# Work to complete
Among the items below, quote verbatim every line from the one containing "Study the picture above. For each instance of the blonde" through the one containing "(1139, 679)", with both of those lines included.

# Listed entries
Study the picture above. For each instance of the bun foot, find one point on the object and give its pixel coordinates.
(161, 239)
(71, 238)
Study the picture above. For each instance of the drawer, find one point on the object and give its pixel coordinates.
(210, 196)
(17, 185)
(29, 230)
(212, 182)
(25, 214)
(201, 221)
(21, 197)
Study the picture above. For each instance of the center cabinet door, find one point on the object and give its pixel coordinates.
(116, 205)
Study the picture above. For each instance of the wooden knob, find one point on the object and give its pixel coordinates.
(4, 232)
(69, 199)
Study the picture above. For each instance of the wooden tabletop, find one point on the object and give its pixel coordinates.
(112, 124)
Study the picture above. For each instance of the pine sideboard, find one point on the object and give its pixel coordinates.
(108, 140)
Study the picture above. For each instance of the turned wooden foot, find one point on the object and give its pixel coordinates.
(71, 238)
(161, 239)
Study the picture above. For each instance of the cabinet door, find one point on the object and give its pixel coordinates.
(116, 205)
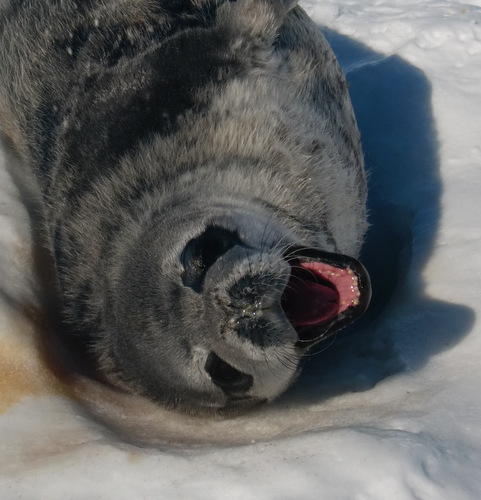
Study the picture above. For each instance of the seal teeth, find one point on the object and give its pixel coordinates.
(324, 294)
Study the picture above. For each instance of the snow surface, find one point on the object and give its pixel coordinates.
(392, 411)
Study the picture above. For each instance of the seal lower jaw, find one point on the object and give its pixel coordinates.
(325, 293)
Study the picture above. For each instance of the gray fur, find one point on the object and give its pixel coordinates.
(144, 122)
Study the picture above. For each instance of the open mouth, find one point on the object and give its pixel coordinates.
(325, 293)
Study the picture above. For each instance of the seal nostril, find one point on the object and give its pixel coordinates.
(225, 376)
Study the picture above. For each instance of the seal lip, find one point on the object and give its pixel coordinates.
(314, 331)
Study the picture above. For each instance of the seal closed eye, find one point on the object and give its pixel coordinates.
(202, 183)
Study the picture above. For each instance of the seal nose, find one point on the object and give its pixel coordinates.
(232, 381)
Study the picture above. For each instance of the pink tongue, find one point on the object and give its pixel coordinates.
(317, 293)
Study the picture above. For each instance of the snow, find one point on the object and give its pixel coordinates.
(392, 411)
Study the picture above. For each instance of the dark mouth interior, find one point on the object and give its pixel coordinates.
(317, 294)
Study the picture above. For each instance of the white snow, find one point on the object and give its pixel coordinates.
(390, 412)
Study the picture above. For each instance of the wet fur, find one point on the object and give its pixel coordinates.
(142, 121)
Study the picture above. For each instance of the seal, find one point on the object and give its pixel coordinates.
(202, 184)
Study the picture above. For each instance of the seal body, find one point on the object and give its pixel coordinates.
(201, 171)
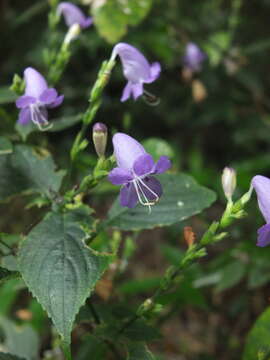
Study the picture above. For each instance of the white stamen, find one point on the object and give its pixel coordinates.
(139, 184)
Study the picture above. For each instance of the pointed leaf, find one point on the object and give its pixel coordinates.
(25, 170)
(138, 351)
(59, 269)
(6, 356)
(182, 197)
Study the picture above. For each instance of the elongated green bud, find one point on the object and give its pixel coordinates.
(100, 133)
(228, 180)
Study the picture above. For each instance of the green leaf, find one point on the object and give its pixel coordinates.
(140, 331)
(20, 340)
(258, 338)
(59, 269)
(5, 146)
(182, 197)
(138, 351)
(6, 274)
(27, 171)
(158, 147)
(6, 95)
(113, 17)
(6, 356)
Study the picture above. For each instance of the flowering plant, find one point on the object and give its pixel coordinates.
(118, 226)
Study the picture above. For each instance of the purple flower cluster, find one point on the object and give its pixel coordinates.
(36, 99)
(73, 15)
(261, 184)
(134, 171)
(136, 68)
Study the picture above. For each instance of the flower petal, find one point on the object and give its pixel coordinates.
(261, 185)
(73, 14)
(119, 176)
(24, 101)
(48, 96)
(162, 165)
(143, 165)
(35, 83)
(155, 71)
(137, 90)
(24, 116)
(155, 186)
(57, 102)
(128, 196)
(135, 66)
(126, 150)
(264, 235)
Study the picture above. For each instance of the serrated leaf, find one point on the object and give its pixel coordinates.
(6, 274)
(59, 269)
(25, 170)
(139, 351)
(20, 340)
(6, 356)
(158, 147)
(258, 338)
(182, 197)
(113, 17)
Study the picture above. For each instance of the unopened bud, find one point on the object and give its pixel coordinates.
(199, 91)
(100, 133)
(72, 34)
(228, 180)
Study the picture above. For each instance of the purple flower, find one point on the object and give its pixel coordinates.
(36, 99)
(73, 15)
(193, 57)
(261, 185)
(134, 170)
(137, 70)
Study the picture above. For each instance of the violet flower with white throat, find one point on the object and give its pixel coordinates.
(134, 171)
(137, 71)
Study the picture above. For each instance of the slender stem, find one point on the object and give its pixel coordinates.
(94, 312)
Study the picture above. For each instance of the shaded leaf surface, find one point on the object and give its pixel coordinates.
(60, 270)
(20, 340)
(182, 197)
(138, 351)
(113, 17)
(258, 338)
(25, 170)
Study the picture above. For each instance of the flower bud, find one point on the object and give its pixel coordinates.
(228, 180)
(100, 138)
(72, 34)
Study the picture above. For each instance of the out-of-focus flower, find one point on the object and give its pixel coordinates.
(261, 185)
(136, 68)
(134, 170)
(72, 34)
(100, 133)
(199, 91)
(36, 99)
(73, 15)
(228, 180)
(193, 57)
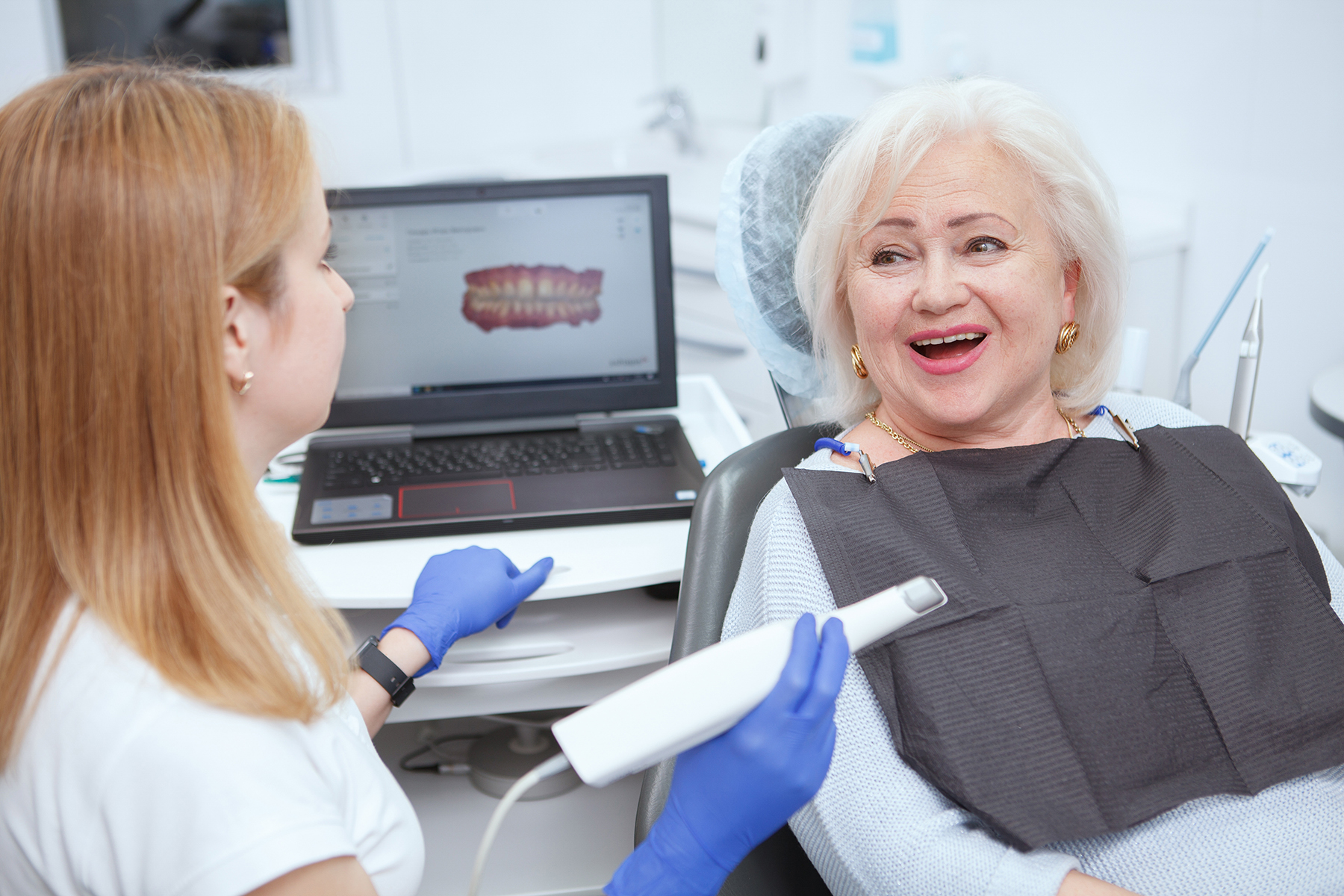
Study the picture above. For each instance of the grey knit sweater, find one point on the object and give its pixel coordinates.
(878, 828)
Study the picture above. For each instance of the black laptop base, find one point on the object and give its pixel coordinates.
(608, 472)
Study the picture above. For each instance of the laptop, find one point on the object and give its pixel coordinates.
(497, 332)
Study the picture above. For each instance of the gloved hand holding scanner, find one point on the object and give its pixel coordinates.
(730, 793)
(727, 794)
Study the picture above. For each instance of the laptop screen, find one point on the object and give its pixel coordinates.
(503, 300)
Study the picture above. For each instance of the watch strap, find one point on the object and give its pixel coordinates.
(385, 672)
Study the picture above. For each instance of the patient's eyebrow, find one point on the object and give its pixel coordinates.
(909, 223)
(967, 220)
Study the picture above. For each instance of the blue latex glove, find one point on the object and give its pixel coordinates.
(732, 793)
(464, 591)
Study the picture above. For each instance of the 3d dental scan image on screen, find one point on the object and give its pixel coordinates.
(671, 448)
(520, 297)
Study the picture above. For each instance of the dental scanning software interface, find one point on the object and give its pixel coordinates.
(467, 294)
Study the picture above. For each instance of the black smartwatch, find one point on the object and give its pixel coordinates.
(385, 672)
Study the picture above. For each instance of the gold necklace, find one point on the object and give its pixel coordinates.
(1073, 428)
(914, 448)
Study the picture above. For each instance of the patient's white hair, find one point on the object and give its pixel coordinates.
(878, 152)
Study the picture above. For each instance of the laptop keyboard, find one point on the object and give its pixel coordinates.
(497, 455)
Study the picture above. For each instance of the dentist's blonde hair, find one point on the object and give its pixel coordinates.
(129, 195)
(875, 156)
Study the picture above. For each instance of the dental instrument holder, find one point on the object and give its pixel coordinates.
(1183, 382)
(1292, 464)
(710, 691)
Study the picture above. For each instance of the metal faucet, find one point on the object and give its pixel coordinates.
(678, 119)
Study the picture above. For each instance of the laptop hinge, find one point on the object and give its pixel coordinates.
(361, 435)
(492, 428)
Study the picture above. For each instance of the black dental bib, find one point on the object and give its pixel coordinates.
(1125, 630)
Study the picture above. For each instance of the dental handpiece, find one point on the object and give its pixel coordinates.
(710, 691)
(1248, 366)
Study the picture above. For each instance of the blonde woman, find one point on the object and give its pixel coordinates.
(1136, 684)
(178, 715)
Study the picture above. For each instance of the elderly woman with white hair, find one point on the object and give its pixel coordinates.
(1139, 679)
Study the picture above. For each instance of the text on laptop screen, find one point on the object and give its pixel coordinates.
(468, 294)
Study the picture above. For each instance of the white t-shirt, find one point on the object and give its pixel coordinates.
(124, 785)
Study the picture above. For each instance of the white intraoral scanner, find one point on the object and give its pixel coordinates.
(699, 697)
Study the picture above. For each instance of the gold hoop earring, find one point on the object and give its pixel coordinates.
(856, 359)
(1068, 336)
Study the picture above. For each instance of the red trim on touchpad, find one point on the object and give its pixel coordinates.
(480, 497)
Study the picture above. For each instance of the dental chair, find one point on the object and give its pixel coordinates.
(765, 191)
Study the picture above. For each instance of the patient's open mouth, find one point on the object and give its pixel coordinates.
(944, 347)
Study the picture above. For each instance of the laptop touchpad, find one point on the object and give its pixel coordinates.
(456, 499)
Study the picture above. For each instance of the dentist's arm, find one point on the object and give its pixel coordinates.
(732, 793)
(457, 594)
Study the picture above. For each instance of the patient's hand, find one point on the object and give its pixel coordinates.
(1080, 884)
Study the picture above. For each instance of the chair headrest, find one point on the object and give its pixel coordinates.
(761, 206)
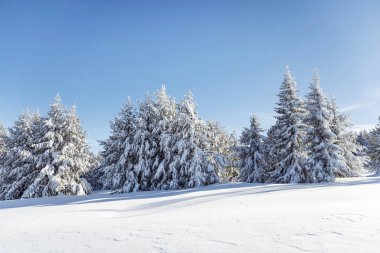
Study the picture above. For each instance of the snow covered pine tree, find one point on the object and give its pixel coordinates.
(346, 140)
(190, 144)
(252, 163)
(324, 156)
(18, 160)
(60, 155)
(117, 151)
(373, 150)
(288, 137)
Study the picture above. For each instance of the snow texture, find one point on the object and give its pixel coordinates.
(239, 217)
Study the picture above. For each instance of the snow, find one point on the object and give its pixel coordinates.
(237, 217)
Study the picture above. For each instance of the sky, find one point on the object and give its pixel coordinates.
(230, 54)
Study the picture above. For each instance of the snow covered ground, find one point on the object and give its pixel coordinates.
(335, 217)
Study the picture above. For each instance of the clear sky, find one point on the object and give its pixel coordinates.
(230, 54)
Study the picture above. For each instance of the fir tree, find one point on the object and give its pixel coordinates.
(252, 164)
(61, 155)
(346, 140)
(145, 148)
(19, 160)
(288, 137)
(3, 144)
(112, 174)
(220, 147)
(324, 155)
(163, 133)
(373, 150)
(189, 144)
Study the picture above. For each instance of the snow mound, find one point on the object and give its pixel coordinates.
(330, 217)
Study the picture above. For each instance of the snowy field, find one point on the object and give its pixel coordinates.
(335, 217)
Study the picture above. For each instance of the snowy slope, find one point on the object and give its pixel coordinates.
(336, 217)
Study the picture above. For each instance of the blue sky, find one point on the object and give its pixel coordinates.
(230, 54)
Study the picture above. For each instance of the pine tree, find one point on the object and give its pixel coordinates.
(220, 147)
(19, 160)
(190, 144)
(118, 158)
(163, 133)
(3, 144)
(61, 155)
(373, 150)
(288, 137)
(346, 140)
(324, 155)
(252, 164)
(145, 148)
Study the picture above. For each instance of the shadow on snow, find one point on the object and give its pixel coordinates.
(179, 198)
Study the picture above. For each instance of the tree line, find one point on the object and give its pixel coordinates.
(164, 144)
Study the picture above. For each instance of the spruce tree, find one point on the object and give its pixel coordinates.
(190, 144)
(163, 134)
(288, 137)
(61, 155)
(19, 160)
(252, 163)
(118, 158)
(145, 148)
(324, 156)
(3, 143)
(220, 147)
(373, 150)
(346, 140)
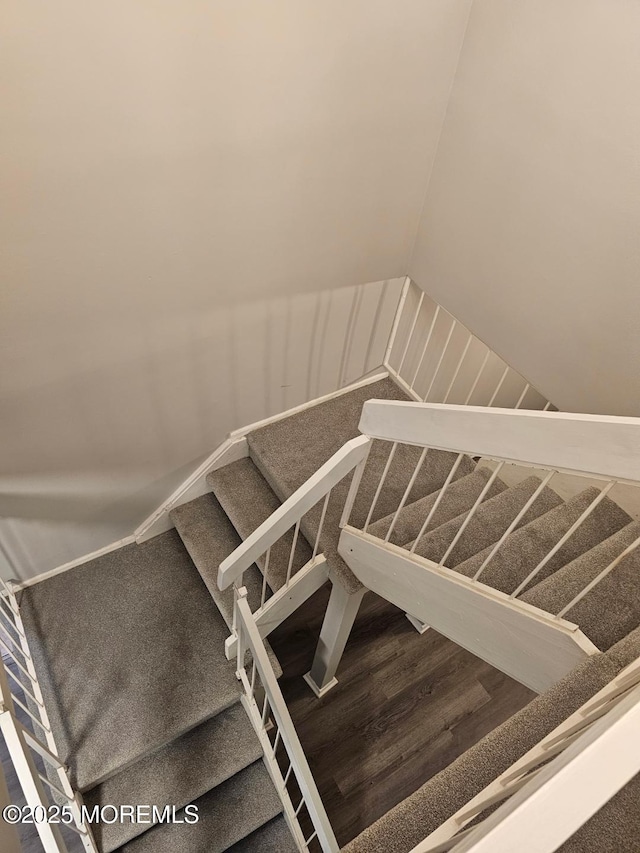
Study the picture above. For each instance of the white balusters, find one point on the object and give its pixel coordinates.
(425, 347)
(525, 391)
(599, 577)
(499, 386)
(407, 492)
(471, 514)
(437, 501)
(294, 544)
(285, 738)
(321, 525)
(440, 360)
(477, 378)
(410, 335)
(456, 372)
(601, 495)
(516, 521)
(392, 453)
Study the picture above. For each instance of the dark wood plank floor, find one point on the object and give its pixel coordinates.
(406, 705)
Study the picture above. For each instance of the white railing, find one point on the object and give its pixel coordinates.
(283, 753)
(549, 793)
(435, 358)
(42, 775)
(294, 568)
(582, 450)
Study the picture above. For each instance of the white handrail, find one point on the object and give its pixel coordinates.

# Exercise output
Study the picture above. For each instance of the blonde woman, find one point on the object and give its pixel coordinates.
(1136, 684)
(178, 715)
Study the picture above. For each instance of the elderly woman with white hair, find one point on the object and give its pixel coordinates.
(1139, 679)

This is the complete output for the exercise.